Task to complete - Transcribe the portion of the should-cost passage starting at "Your supplier will" and ending at "multiple similar products.", keeping every word and mark unchanged.

Text passage -
——

With product cost accounting for 70 to 90% of every revenue dollar on the income statement, it’s not hard to understand why cost is such a big deal to many companies. In the last decade, there has been a renewed focus on the world of Product Cost Management, including techniques like Design for Manufacturing (DFM), Should-Costing, Spend Analytics, etc. Many of these techniques are used (or are intended to be used) *before* the sourcing phase of the Product Life Cycle. While procurement professionals should be involved up front in product design, a lot of the responsibility for success with these techniques will rest on the design engineering staff.

Regardless of whether your company is best-in-class in Design-To-Cost, or whether you have the most cost-oblivious design staff in the world, your designs must be eventually made or bought. With the dominance of outsourcing, it’s more difficult than ever to know what the should-cost of a product is? Purchasing agents are told that they should know the should-cost of products before they walk into a negotiation with a supplier. However, that is not easy, and the fact is:

Your supplier will typically know more about their costs than you do.

So, how do you precede in a negotiation where your supplier has more and better information? Are you completely at their mercy? And, what if your supplier holds oligopoly, or even monopoly, supplier power? Are you just a price taker?

ANSWER: No, you don’t have to be a price taker, at least in the case of buying multiple variants of a similar spend item.  Recently, I wrote a blog post about how the human brain does not like non-linearity, discontinuity, or non-monotonic functions. This is a fancy way of saying that people are very good at detecting pricing inconsistencies within multiple similar products.

This inconsistency is the key to being able to better control a negotiation, in which you really don’t know what the absolute cost of a product should be, or where you know the should-cost, but have little buyer power. Let’s explain this with an example:

Case Study in Relative Should-cost: Pick-up Truck Driveshafts

Hiller_Associates_Relative_Should_DriveshaftsIn the late nineties, I had the privilege of being the product development owner for the drivelines (axles and drive shafts) used in the full-size pick-up that was best-selling vehicle in the world for over 30 years. This truck made over 100% of the profit for my employer (making up for losses on other vehicle lines). I was very young and inexperienced at the time, so it was a great experience, but a big challenge.

Within the first few weeks in the assignment, I was told that it was time to negotiate the contract for the driveline commodity (over $450 million annually) for the upcoming 2004 vehicle. I was told that this was a very complex process, but that the purchasing group would lead it. However, my first meeting with our purchasing team lasted about 10 minutes… long enough for the purchasing team to say: “Oh, your supplier is *that* supplier? We don’t get involved with them. Have a nice day.” And, they walked out of the room.

——

[Stored data entries]
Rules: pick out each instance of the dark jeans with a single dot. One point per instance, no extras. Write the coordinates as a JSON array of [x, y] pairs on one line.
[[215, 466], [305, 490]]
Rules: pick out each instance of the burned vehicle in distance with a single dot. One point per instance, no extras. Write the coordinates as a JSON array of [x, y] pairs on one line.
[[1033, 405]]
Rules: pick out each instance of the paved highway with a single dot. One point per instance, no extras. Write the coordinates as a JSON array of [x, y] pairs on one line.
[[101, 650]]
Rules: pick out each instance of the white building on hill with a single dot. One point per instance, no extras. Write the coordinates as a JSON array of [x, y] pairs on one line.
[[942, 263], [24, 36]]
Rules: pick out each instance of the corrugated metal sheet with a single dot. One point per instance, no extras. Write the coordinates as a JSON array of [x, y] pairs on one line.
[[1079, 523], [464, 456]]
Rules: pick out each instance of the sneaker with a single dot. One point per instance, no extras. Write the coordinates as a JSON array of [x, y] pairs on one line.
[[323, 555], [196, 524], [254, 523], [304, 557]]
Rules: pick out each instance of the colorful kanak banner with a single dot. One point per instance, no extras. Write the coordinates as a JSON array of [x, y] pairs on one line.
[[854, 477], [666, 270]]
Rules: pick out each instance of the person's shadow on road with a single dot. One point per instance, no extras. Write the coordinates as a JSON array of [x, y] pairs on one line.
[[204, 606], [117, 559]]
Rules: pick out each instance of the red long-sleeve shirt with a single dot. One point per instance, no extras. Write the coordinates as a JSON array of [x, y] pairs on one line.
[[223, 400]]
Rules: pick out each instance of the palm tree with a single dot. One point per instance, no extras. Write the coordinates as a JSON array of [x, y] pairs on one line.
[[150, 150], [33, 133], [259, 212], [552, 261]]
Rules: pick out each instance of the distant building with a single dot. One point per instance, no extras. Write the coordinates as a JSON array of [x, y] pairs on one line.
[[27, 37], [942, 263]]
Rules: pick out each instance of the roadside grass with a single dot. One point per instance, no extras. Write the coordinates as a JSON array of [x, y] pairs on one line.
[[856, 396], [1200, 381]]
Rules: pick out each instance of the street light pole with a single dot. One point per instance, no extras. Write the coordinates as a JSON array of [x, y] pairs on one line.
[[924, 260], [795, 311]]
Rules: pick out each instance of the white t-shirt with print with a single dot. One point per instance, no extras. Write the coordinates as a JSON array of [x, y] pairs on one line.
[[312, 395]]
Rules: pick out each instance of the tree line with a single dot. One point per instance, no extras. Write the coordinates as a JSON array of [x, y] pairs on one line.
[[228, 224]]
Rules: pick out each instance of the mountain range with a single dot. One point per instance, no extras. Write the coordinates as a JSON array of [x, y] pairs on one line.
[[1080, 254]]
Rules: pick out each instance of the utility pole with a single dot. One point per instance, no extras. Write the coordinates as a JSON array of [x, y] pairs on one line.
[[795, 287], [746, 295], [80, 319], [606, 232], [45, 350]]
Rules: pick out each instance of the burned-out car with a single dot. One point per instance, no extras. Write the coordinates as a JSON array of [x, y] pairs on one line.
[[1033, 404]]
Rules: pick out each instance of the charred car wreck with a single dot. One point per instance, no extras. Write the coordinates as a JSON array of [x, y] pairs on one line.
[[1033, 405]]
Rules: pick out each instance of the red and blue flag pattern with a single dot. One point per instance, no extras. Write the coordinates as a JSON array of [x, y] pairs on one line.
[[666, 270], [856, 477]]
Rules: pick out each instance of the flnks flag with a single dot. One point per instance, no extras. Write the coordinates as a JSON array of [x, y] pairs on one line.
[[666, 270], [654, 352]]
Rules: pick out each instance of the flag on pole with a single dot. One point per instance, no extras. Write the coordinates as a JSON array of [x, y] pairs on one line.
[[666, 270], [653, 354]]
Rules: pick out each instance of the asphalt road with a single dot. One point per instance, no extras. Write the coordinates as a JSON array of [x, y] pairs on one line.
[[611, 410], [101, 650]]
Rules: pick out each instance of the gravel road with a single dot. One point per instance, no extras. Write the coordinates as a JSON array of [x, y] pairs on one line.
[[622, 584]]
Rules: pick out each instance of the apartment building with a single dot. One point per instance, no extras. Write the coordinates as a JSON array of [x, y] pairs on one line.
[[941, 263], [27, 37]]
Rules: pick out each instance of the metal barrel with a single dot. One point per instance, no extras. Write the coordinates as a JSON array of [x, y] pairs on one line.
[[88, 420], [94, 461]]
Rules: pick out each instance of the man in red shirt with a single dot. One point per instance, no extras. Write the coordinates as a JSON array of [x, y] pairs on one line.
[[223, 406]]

——

Completed exercise -
Your supplier will typically know more about their costs than you do.

So, how do you precede in a negotiation where your supplier has more and better information? Are you completely at their mercy? And, what if your supplier holds oligopoly, or even monopoly, supplier power? Are you just a price taker?

ANSWER: No, you don’t have to be a price taker, at least in the case of buying multiple variants of a similar spend item.  Recently, I wrote a blog post about how the human brain does not like non-linearity, discontinuity, or non-monotonic functions. This is a fancy way of saying that people are very good at detecting pricing inconsistencies within multiple similar products.